[Saved entries]
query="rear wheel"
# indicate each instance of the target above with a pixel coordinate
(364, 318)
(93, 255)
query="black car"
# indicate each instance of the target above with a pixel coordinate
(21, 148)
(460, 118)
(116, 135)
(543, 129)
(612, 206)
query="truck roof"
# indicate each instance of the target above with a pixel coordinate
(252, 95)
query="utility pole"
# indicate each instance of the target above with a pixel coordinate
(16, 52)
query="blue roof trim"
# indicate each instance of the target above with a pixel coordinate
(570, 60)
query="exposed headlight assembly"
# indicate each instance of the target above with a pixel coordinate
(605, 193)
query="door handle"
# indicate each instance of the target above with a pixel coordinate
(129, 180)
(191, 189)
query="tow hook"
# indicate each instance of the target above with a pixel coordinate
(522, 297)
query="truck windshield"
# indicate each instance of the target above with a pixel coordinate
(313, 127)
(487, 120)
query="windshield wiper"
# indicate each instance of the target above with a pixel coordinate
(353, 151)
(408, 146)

TASK STATEMENT:
An exact transcription of the data above is required.

TASK RESPONSE:
query="rear wheel"
# indicate each instance of the target above with a pixel coordinate
(364, 318)
(93, 255)
query="black car"
# indicate each instance of the target above with a pixel coordinate
(21, 148)
(460, 118)
(116, 135)
(543, 129)
(612, 206)
query="truck roof"
# indicate each instance of the target above with a pixel coordinate
(252, 95)
query="utility pole"
# indicate each instance of the target above with a pixel coordinate
(16, 52)
query="blue roof trim"
# indicate each instance of the target above with a pixel coordinate
(570, 60)
query="exposed headlight assembly"
# indicate each instance of the target above with a pixel coordinate
(605, 193)
query="door handle"
# indicate each instance of the target above with a pixel coordinate
(129, 180)
(191, 189)
query="tow hook"
# indicate each instance of the target above with a pixel coordinate
(522, 297)
query="truck windshield"
# indicate each instance of the target above with a pixel coordinate
(313, 127)
(487, 120)
query="windshield wiper"
# indicate each instance of the target above with a pixel coordinate
(353, 151)
(408, 146)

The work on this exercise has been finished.